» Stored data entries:
+ + + + + + +

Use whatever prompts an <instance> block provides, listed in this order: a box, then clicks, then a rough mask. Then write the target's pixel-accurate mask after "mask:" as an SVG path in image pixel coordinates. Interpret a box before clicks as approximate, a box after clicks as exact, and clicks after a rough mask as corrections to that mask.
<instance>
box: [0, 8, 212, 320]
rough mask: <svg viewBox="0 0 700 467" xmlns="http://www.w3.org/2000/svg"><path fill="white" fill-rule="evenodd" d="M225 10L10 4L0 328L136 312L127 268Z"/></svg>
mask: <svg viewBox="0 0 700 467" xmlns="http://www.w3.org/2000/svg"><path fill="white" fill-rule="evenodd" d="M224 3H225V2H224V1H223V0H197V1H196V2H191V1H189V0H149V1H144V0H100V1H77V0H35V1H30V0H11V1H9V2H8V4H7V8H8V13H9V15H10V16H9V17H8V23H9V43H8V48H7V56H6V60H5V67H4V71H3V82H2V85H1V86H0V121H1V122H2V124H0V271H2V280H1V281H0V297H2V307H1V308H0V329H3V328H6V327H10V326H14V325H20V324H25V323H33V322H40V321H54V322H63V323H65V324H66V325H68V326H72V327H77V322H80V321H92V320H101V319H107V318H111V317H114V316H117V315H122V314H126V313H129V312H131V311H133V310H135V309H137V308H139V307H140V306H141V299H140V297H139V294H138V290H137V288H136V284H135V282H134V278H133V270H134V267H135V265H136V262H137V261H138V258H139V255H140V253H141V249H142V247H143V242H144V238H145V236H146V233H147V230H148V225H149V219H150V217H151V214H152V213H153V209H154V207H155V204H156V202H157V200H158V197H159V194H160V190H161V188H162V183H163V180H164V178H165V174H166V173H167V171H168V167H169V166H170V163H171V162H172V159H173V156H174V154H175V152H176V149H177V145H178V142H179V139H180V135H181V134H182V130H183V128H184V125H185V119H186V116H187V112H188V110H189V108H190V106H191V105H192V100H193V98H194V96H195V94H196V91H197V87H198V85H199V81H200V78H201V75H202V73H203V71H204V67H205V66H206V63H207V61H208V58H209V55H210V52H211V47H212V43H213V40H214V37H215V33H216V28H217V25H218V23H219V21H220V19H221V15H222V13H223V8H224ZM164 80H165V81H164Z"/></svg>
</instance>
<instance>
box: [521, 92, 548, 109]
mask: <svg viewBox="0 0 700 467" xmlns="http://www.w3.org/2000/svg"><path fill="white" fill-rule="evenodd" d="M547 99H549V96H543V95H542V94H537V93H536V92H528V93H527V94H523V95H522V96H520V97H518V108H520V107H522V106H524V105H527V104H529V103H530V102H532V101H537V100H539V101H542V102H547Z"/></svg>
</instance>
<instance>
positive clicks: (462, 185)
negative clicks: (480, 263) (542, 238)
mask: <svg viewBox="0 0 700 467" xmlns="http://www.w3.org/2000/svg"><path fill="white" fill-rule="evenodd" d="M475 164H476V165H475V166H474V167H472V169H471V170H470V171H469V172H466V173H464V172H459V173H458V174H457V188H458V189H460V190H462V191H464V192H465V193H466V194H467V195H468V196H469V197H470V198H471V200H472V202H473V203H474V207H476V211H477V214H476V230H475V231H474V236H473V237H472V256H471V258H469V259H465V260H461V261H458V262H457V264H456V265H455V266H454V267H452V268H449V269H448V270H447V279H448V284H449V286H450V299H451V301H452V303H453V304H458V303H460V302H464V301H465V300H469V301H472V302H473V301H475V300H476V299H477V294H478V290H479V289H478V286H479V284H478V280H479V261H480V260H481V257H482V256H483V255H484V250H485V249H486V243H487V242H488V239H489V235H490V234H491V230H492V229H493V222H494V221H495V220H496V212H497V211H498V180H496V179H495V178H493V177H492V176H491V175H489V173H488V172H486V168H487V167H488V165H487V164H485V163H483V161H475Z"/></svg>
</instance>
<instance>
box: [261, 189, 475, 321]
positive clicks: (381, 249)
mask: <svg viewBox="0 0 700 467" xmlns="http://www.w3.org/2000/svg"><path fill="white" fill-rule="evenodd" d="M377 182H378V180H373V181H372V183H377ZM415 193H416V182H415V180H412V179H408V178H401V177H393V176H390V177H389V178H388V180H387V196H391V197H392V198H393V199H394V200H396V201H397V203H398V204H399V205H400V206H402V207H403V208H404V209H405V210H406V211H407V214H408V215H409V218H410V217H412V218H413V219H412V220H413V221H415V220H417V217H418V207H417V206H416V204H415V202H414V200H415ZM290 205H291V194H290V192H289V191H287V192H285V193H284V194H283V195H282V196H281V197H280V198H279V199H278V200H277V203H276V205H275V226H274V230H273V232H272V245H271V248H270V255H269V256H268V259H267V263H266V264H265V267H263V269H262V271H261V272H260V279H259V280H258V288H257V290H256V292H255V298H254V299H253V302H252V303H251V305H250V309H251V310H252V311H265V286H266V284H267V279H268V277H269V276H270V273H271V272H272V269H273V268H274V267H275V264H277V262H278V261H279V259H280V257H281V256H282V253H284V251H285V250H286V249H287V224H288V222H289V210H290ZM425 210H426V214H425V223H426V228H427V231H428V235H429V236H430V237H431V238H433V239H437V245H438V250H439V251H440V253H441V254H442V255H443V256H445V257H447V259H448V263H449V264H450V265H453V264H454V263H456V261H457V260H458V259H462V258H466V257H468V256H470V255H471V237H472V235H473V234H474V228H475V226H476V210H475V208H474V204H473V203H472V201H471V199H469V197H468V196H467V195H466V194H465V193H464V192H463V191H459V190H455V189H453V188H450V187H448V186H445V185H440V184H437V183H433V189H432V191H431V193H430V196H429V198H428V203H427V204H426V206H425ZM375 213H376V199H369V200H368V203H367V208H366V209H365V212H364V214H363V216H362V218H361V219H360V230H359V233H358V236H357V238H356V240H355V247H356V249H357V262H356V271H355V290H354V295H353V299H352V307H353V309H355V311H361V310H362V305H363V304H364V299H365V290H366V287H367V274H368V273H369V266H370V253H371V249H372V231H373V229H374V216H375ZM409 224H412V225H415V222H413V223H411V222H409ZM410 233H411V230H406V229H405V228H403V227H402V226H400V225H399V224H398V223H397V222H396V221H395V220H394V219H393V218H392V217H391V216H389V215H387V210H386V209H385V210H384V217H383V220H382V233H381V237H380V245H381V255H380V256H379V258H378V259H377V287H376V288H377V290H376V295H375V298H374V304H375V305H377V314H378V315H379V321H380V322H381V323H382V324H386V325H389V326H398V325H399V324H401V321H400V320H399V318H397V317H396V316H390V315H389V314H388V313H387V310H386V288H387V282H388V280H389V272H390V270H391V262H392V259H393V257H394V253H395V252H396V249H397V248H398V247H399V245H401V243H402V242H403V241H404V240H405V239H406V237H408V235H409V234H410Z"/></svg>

+ + + + + + +

» Requirement:
Extract every line above that contains the string "clicks". Case counts.

» Output for this task:
Use whatever prompts an <instance> block provides, listed in this order: a box, then clicks, then a rough mask. Then write the target's pixel-accurate mask after "mask:" as an SVG path in image pixel coordinates. Interpret a box before clicks as approximate, a box after clicks as exact, and clicks after a rough mask as corrections to that mask.
positive clicks: (462, 185)
negative clicks: (480, 263) (542, 238)
positive clicks: (381, 249)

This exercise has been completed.